● TEXT SEGMENT:
(begin)
At a recent lecture in Ann Arbor by Dr. Benjamin Spock, a member of the audience asked an interesting question about the media. I would like to repeat that question here and then offer some observation in response.

The question was simply expressed and familiarly vague. Fifteen years ago, the questioner began, we were at the height of a widespread movement against the war in Vietnam. As a reflection of those times, the anti-war film MASH was recalled. But then the war ended, and as the country variously recovered or forgot that experience, the screens began to burst again with the steroid flesh of the likes of...Rambo! Why Rambo, for heaven's sake?

While the portrayal is a bit overgeneralized, I think the imagery does invoke some troubling issues which, if forcibly reduced, might read something like "Do we really learn from the past?" or "Why do so many folks seem to worship war and death?"

Now Dr. Spock did not address the question directly, but he did make a few statements about our need to recover from the experience of Vietnam. He stopped short of connecting Rambo to the social healing process, so I will take the discussion up from that point.

Even if it's not entirely accurate, the idea of a wounded nation in need of healing is a useful one. Millions were directly affected by the Vietnam War, and millions more were left emotionally affected or affronted by its memory. The image of a nation with a wound holds together. It's only when Rambo comes in that we have to recall the fiction of the device.
(end)
● PROBLEMS AND TASKS:
1 – Pick out each line of the entries that contains the word "bumper", and copy those lines.
2 – Resume the passage about Rambo and the Vietnam War after its final sentence.
The entries that come next have no connection to the passage about Rambo and the Vietnam War.

● SOURCE MATERIAL:
(begin)
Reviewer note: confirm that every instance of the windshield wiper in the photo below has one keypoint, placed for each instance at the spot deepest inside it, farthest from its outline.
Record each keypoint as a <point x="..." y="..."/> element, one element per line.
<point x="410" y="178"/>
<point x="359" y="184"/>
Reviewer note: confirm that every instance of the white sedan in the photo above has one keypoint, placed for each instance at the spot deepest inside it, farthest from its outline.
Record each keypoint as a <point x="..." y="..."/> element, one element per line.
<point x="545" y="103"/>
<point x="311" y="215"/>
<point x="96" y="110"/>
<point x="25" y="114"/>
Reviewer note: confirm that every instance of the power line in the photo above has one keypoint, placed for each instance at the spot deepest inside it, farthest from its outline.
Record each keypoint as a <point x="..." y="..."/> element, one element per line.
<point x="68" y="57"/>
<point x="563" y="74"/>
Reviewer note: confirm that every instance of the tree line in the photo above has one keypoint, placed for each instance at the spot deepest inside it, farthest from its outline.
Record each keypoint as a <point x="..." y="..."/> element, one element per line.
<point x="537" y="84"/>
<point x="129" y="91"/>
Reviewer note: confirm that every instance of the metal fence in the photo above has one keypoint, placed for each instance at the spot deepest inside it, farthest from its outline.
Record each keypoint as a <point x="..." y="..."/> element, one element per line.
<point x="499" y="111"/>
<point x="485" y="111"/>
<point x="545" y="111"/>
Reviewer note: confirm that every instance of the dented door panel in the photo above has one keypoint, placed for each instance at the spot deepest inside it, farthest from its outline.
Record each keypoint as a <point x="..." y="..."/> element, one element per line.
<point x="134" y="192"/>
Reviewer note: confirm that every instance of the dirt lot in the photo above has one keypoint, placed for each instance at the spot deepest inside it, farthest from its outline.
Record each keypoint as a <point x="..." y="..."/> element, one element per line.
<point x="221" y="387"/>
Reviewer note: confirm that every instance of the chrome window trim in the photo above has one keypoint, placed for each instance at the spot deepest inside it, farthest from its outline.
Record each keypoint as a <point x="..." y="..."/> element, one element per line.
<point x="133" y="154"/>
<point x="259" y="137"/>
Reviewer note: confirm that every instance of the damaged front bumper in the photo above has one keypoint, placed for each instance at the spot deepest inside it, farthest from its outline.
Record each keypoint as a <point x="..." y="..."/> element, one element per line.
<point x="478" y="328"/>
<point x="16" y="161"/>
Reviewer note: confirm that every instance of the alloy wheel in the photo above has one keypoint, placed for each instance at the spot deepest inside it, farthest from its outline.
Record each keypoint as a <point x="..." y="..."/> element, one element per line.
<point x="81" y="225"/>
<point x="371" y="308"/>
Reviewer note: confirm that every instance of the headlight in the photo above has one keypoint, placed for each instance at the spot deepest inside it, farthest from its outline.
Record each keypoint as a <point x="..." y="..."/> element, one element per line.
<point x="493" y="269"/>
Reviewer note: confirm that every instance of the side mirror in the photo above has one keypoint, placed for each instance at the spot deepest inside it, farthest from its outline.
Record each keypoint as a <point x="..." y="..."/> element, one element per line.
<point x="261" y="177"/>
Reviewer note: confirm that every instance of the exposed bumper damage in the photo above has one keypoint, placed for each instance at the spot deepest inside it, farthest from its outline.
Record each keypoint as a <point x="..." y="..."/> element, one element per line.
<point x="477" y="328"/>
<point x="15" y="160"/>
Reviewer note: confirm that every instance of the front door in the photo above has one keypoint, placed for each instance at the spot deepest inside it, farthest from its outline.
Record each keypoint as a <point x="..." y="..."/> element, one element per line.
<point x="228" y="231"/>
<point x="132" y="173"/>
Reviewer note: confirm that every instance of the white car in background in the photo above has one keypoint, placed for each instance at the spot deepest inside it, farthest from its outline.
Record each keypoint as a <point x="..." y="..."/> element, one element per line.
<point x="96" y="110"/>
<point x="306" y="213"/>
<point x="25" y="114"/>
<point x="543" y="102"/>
(end)
● IN RESPONSE:
1 –
Reviewer note: confirm that every instance of the damaged front bumper in the photo above has one keypoint, placed for each instance at the spot deepest inside it, farthest from its outline.
Reviewer note: confirm that every instance of the exposed bumper damage in the photo above has one keypoint, placed for each instance at the spot deepest inside it, farthest from its outline.

2 –
The plain fact is that forms of recovery vary. Different individuals, families and collectives will come to grips with that experience in their own ways. Some regrettably, have been able to carry on by forgetting, and others, even more regrettably, by becoming angry and grabbing at the idea that revenge is the answer. But many, many others recover by learning - at the very least that we have not yet figured out how to protect the dignity and actuality of human life, and in other instances by learning much more about the strategies and interests that result in the killing of people. Who are the people who kill? For what reasons? Through what mechanisms? Here you find active forms of recovery, and commitment toward the prevention of needless tragedies.

Rambo, then, is clearly not the road to recovery. But here another source of uneasiness arises from that question, and I'll be brutally short in presenting it. While many people have chosen a path of education and action, the fact is that a large majority of others seem to have not. Rambo, after all, is a very popular movie. Millions of folks across the country have paid four and five dollars to see it. At the bottom of all this is the unsettling notion that maybe Rambo is "what the people want." All the machismo, mindless revenge, stupid heroism...if that's what plays in Peoria, maybe we are a country of mindless little dirtballs, incapable of working together toward a better world.

You know the old clichés: People never learn. It's a dog-eat-dog world. You have to reject them all the time. With sequel after sequel of the Rambo genre breaking box office records and receiving the blessings of our President, the stream of denials of the dirtball hypothesis begins to leave one with a schizophrenic residue.

The residue is not easily washed off, but it can be done. First, one gravely misunderstands our mass media system if one buys the notion that such material satisfies human needs. More accurately, movies like Rambo represent the form of social recovery that a powerful sector of the commercial media would like most of us to adopt. Why? Well, if they can get folks to interpret Vietnam as a problem to be resolved in terms of individual catharsis or revenge, then some pretty big people - known in most instances as juridical people or corporations - will have that much more room to operate.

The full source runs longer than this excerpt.